(Stored data entries)
*** Begin section ***
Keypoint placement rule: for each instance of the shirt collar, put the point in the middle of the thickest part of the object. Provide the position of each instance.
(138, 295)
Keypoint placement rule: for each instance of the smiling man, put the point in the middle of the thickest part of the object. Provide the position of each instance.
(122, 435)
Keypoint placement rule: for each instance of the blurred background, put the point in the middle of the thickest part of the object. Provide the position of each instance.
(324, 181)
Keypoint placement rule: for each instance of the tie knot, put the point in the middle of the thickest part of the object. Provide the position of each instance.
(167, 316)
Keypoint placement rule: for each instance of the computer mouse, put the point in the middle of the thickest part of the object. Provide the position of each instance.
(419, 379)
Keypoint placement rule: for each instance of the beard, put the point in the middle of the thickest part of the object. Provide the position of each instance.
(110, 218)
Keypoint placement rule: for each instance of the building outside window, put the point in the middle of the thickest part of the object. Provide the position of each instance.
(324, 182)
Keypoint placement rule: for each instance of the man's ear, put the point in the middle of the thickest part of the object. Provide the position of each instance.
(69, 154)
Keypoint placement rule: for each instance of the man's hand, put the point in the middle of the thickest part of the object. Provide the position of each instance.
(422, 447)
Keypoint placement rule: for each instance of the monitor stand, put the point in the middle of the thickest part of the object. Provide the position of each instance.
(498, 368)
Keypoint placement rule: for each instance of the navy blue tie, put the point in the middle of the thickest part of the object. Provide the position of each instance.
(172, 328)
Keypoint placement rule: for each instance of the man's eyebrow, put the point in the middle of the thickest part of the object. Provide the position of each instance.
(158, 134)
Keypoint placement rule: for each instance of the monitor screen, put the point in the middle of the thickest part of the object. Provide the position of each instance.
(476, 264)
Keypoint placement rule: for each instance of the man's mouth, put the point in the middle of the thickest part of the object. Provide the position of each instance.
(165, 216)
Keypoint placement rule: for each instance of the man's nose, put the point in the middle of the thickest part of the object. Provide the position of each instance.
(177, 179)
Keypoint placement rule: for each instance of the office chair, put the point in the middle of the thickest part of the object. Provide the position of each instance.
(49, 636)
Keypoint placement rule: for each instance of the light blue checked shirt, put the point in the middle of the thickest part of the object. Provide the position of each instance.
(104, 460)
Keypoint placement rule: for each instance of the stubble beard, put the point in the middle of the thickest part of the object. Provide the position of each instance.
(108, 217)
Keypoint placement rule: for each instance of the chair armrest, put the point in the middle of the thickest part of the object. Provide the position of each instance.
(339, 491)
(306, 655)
*** End section ***
■ **THE TASK**: In full and verbatim, repeat the records given above.

■ **ANSWER TO THIS PROBLEM**:
Keypoint placement rule: for each instance of the shirt collar, put the point in the middle of the thickest part of the object. Provide the position of each instance.
(138, 295)
Keypoint placement rule: for each instance of the smiling man, put the point in the middle of the thickest part of the object. Provide the position of each instance.
(122, 435)
Keypoint placement rule: for each instance of the blurred background, put the point in the middle of the thickest part of the object. Provide the position of each instance.
(324, 181)
Keypoint placement rule: for each instance of the tie knot, put the point in the middle of the thickest part of the object. Provide the position of each instance.
(167, 316)
Keypoint placement rule: for each instance of the computer mouse, put the point in the middle of the thickest part of the object. Provide the position of each instance.
(419, 379)
Keypoint placement rule: for each instance of the beard, put the point in the middle of the thickest part of the object. Provide the position of each instance.
(110, 218)
Keypoint placement rule: for each instance of the building outside window, put the point in the middle of the thickest part of the object. Provide the position of each instance.
(324, 182)
Keypoint placement rule: for each instance of the man's ear, put the point in the middle of the thickest part of the object. Provide the position of each instance.
(69, 154)
Keypoint placement rule: for each instance of the man's hand, put the point in the middle of the thickest part of the object. Provide the position of each instance.
(422, 447)
Keypoint placement rule: for each instance of the monitor stand, put the point in the middle of the thickest part of the object. Provide the position of each instance.
(498, 368)
Keypoint placement rule: for each instance of the navy blue tie, put the point in the middle of the thickest part of the object. Provide the position of each instance.
(172, 328)
Keypoint placement rule: for each instance of the man's eyebrow, put the point in the middle of the thickest part of the object. Provide the position of each instance.
(158, 134)
Keypoint placement rule: for each instance of the monitor screen, put the point in the middle of the thickest part of the object. Provide the position of each instance.
(476, 264)
Keypoint placement rule: for each instance of the man's mouth, put the point in the middle of the thickest part of the object. Provide the position of each instance.
(165, 216)
Keypoint placement rule: for each instance of the man's nose, put the point in the middle of the thickest part of the object. Provide the position of each instance.
(177, 179)
Keypoint placement rule: for each instance of the office chair, put the point in the middle of the thickest part of the object. Provide the position of each instance.
(49, 636)
Keypoint placement rule: for each instance of the light blue checked shirt, put the point in the middle of the thickest part of the object. Provide the position of each instance.
(104, 460)
Keypoint placement rule: for each instance of the stubble beard, put the point in the middle of the thickest part of the object. Provide the position of each instance.
(108, 217)
Keypoint placement rule: for each instance of the chair armrest, put the point in the middle of the thickest part of the object. Provide the position of each instance.
(339, 491)
(306, 655)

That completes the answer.